Natural-language object grounding data.
○ ○ ○ ○ ○
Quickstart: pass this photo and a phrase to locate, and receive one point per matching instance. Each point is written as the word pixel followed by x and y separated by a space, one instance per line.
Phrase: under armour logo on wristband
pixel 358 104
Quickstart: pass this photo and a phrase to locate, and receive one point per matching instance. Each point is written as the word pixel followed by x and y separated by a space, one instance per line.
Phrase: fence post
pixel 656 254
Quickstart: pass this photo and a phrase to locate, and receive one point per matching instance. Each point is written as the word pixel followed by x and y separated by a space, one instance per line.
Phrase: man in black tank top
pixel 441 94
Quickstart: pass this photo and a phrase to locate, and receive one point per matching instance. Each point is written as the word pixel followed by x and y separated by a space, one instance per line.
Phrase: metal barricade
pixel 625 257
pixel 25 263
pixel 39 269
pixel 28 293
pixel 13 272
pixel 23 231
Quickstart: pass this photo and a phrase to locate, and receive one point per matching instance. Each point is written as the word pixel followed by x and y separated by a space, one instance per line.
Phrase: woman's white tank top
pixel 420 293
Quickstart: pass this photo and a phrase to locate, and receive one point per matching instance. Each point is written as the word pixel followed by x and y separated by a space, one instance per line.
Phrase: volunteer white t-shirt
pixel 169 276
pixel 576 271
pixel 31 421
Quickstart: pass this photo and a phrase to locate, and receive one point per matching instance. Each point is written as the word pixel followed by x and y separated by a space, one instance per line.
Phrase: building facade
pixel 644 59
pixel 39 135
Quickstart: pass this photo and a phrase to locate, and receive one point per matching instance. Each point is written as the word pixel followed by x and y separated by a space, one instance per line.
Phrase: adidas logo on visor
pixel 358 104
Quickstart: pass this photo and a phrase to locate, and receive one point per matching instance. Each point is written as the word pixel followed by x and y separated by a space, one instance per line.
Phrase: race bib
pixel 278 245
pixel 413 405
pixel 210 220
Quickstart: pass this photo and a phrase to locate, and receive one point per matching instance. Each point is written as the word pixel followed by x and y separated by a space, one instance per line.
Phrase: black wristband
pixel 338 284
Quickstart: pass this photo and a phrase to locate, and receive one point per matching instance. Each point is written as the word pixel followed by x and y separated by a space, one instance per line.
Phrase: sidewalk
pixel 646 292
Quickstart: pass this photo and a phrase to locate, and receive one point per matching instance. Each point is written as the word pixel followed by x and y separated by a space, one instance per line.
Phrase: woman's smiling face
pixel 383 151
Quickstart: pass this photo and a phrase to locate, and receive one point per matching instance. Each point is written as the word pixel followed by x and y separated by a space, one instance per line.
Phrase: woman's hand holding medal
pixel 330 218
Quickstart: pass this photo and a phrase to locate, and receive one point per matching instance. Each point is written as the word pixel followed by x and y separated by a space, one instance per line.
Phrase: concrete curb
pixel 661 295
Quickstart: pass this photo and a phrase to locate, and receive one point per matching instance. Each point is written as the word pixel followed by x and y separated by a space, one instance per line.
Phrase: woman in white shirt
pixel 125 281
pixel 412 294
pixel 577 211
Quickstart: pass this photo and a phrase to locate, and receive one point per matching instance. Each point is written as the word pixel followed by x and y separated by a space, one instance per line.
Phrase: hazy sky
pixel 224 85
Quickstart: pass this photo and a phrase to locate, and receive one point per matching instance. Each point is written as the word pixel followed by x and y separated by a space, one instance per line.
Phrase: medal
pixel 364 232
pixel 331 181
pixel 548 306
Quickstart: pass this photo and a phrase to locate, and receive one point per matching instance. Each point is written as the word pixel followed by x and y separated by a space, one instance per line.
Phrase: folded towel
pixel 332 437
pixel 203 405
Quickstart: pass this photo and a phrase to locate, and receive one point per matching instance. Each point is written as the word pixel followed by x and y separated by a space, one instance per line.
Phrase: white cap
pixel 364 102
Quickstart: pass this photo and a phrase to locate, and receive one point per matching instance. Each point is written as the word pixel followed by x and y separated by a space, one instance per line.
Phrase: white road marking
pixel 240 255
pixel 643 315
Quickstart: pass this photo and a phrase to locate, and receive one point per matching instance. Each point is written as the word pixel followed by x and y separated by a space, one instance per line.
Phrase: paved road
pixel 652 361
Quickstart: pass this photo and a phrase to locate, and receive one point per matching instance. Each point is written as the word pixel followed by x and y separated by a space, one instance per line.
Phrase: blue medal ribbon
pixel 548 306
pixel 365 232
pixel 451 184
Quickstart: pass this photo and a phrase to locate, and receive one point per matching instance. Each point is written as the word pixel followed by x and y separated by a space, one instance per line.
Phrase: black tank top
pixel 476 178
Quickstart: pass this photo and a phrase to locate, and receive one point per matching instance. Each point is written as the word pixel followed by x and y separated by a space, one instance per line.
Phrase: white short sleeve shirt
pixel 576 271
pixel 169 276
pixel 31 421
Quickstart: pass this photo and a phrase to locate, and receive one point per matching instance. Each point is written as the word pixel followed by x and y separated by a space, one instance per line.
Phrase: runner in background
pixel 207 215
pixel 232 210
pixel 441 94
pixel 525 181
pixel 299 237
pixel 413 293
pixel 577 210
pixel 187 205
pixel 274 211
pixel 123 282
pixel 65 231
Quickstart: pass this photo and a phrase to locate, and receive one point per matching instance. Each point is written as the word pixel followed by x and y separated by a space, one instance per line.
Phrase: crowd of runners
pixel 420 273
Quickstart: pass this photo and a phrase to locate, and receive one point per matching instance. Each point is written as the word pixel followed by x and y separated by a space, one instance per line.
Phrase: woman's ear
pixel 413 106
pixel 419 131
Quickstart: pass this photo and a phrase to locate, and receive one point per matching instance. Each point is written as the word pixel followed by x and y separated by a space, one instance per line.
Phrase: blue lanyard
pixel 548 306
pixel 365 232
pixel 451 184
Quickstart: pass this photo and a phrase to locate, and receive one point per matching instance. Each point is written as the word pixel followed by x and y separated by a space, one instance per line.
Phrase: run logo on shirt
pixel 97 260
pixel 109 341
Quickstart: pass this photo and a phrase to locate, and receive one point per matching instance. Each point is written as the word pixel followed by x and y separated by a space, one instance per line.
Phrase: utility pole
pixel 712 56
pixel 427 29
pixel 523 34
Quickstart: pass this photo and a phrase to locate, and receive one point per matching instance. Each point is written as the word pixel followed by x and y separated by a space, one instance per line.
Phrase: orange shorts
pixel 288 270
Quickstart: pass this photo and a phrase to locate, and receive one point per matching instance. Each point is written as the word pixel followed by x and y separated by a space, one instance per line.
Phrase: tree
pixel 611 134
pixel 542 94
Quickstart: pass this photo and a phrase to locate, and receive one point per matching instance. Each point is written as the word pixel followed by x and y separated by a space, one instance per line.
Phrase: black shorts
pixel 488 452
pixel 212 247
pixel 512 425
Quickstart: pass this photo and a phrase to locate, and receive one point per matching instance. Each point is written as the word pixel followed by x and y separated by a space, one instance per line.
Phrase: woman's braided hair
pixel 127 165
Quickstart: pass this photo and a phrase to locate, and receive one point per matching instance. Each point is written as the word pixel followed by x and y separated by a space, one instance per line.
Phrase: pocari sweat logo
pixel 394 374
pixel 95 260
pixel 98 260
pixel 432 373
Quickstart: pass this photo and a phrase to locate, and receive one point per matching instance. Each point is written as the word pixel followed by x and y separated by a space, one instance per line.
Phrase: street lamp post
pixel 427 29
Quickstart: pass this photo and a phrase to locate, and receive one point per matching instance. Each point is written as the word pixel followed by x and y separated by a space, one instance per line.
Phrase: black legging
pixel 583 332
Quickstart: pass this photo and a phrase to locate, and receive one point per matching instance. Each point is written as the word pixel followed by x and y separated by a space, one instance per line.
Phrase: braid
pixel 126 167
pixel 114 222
○ ○ ○ ○ ○
Work request. Your answer should be the full set of records above, restated exactly.

Written solution.
Quickstart: pass this photo and a phrase to locate, and receive one point per matching instance. Each point is written as the word pixel followed by x and y separated by a space, one instance per line.
Phrase: under armour logo on wristband
pixel 358 104
Quickstart: pass this photo and a phrase to locate, and receive one point per matching instance. Each point is written as the word pixel followed by x and y separated by a space, one instance per line.
Phrase: fence post
pixel 656 254
Quickstart: pass this photo and a phrase to locate, and receive one point per matching instance. Each point is written as the word pixel followed by x and y separated by a space, one instance per line.
Phrase: man in black tank top
pixel 441 94
Quickstart: pass this photo and a phrase to locate, and receive one point per matching instance. Each point is written as the word pixel followed by x and y separated by a space, one instance per line.
Phrase: metal barricade
pixel 625 257
pixel 25 263
pixel 39 269
pixel 28 293
pixel 13 272
pixel 23 231
Quickstart: pass this photo and a phrase to locate, and receive one point per matching instance. Each point is written as the word pixel followed by x and y separated by a space, one instance per line.
Phrase: woman's white tank top
pixel 420 293
Quickstart: pass this photo and a phrase to locate, and receive one point per matching instance. Each point is written as the word pixel followed by x and y separated by a space, one instance per line.
Phrase: volunteer white t-shirt
pixel 169 276
pixel 576 271
pixel 31 421
Quickstart: pass this photo and a phrase to locate, and receive one point per matching instance. Each point is written as the word pixel followed by x and y separated by a space, one instance per line.
Phrase: building facade
pixel 644 59
pixel 39 135
Quickstart: pass this photo and a phrase to locate, and receive one point per matching instance. Each point is written as the word pixel followed by x and y separated by a space, one instance per line.
Phrase: adidas logo on visor
pixel 358 104
Quickstart: pass this photo and a phrase to locate, and receive one point per matching instance. Each point is written as the word pixel followed by x and y separated by a space, one instance per line.
Phrase: race bib
pixel 278 245
pixel 413 405
pixel 210 220
Quickstart: pass this photo and a phrase to locate, and receive one point per matching instance. Each point is written as the word pixel followed by x and y separated by a space, one instance per line.
Phrase: black wristband
pixel 338 284
Quickstart: pass this photo and a phrase to locate, and receive one point per matching instance. Each point is written as the word pixel followed by x and y separated by a space, one instance per line.
Phrase: sidewalk
pixel 646 292
Quickstart: pass this photo and a phrase to locate, and receive one point per matching instance. Each point is written as the word pixel followed by x and y separated by a space, one instance per line.
Phrase: woman's smiling face
pixel 383 151
Quickstart: pass this photo and a phrase to locate, and receive one point per matching instance. Each point is written as the word pixel followed by x and y separated by a space, one instance per line.
Phrase: woman's hand holding medal
pixel 330 218
Quickstart: pass this photo and a phrase to locate, and receive one point per matching instance. Each point is written as the word pixel followed by x and y separated by a space, one instance per line.
Phrase: concrete curb
pixel 661 295
Quickstart: pass this photo and a phrase to locate, and receive one point per matching instance. Each point is written as the word pixel followed by x and y separated by a space, one instance per line.
Phrase: woman in white shirt
pixel 125 281
pixel 412 294
pixel 577 211
Quickstart: pass this photo and a phrase to locate, and receive one point per matching instance. Each point is written as the word pixel followed by x and y separated by a space, one instance per line.
Phrase: hazy sky
pixel 224 85
Quickstart: pass this photo and a phrase to locate, and receive one point per matching instance. Each point is written as the word pixel followed by x and y separated by a space, one instance per line.
Phrase: medal
pixel 364 232
pixel 331 181
pixel 548 306
Quickstart: pass this photo and a phrase to locate, and receive one point per matching instance. Each point is written as the word pixel followed by x and y separated by a space, one instance per line.
Phrase: folded towel
pixel 332 437
pixel 203 405
Quickstart: pass this photo and a phrase to locate, and receive one point per matching instance. Each point is written as the word pixel followed by x and y separated by a space, one instance per line.
Phrase: white cap
pixel 364 102
Quickstart: pass this photo and a phrase to locate, and receive one point per matching instance. Each point is written as the word pixel followed by x and y separated by a space, one instance per line.
Phrase: white road marking
pixel 240 255
pixel 643 315
Quickstart: pass this photo and a phrase to locate, and receive one point per matching instance. Each point is written as the word pixel followed by x and y separated by a space, one instance per line.
Phrase: paved road
pixel 652 361
Quickstart: pass this photo and a phrase to locate, and receive one point per matching instance. Each point is written as the word pixel followed by x and y separated by a space, one instance per line.
Phrase: blue medal ribbon
pixel 548 306
pixel 365 232
pixel 451 184
Quickstart: pass this photo and a phrase to locate, and receive one point per matching instance. Each point is written as the word pixel followed by x and y separated by a space, one instance per line.
Phrase: black tank top
pixel 476 178
Quickstart: pass this photo and a phrase to locate, and receive one point per matching instance. Each point is written as the word pixel followed by x and y separated by a space, one instance per line.
Phrase: white short sleeve shirt
pixel 576 271
pixel 169 276
pixel 31 421
Quickstart: pass this photo and a phrase to locate, and receive one point per matching instance. Each point is written as the word pixel followed by x and y separated by a space, one instance per line.
Phrase: runner in background
pixel 207 215
pixel 232 210
pixel 441 94
pixel 525 181
pixel 299 237
pixel 413 293
pixel 577 210
pixel 187 205
pixel 274 211
pixel 123 282
pixel 65 231
Quickstart: pass this photo and a phrase to locate, and receive one point per matching instance. Each point is written as the word pixel followed by x and y separated by a space, one instance per line.
Phrase: crowd of runners
pixel 420 273
Quickstart: pass this photo and a phrase to locate, and receive one point per matching instance. Each point is written as the word pixel followed by x and y separated by a space, one instance per line.
Phrase: woman's ear
pixel 413 106
pixel 419 131
Quickstart: pass this photo and a phrase to locate, and receive one point per matching instance. Each point is written as the word pixel followed by x and y separated by a space, one instance per line.
Phrase: blue lanyard
pixel 548 306
pixel 365 232
pixel 451 184
Quickstart: pass this photo and a phrase to locate, and receive one point per matching instance. Each point is written as the word pixel followed by x and y separated by a space, one instance per line.
Phrase: run logo on shirt
pixel 97 260
pixel 109 341
Quickstart: pass this photo and a phrase to locate, and receive one point per matching instance. Each point is written as the word pixel followed by x and y separated by a space, one instance per line.
Phrase: utility pole
pixel 712 56
pixel 427 29
pixel 523 34
Quickstart: pass this photo and a phrase to locate, and receive one point per matching instance. Each point is written as the word pixel followed by x and y separated by a space, one instance per line.
Phrase: orange shorts
pixel 288 270
Quickstart: pass this photo and a phrase to locate, and receive one point per matching instance. Each point is written as the word pixel followed by x and y separated by a space, one instance per line.
Phrase: tree
pixel 611 134
pixel 542 94
Quickstart: pass this photo and a phrase to locate, and receive one point per matching instance. Each point is written as the word pixel followed by x and y separated by a space, one instance per line.
Phrase: black shorts
pixel 488 452
pixel 212 247
pixel 512 425
Quickstart: pass this photo and a phrase to locate, and receive one point per matching instance. Each point is written as the word pixel followed by x and y separated by a space, one instance per line.
Phrase: woman's braided hair
pixel 127 165
Quickstart: pass this photo and a phrase to locate, and receive one point per matching instance. Each point is written as the word pixel followed by x and y separated by a space, one instance per line.
Phrase: pocari sweat logo
pixel 394 374
pixel 95 260
pixel 98 260
pixel 432 373
Quickstart: pass this photo and a phrase to locate, and receive one point per matching instance. Each point is written as the word pixel followed by x and y separated by a space, one instance per line.
Phrase: street lamp post
pixel 427 29
Quickstart: pass this photo and a phrase to locate, and receive one point per matching instance. Each point is written as the word pixel followed by x and y separated by a space, one instance per line.
Phrase: black legging
pixel 583 332
Quickstart: pass this photo and a phrase to locate, and receive one point per matching instance. Each point is written as the word pixel followed by x and y separated by a space, one instance per line.
Phrase: braid
pixel 126 167
pixel 114 222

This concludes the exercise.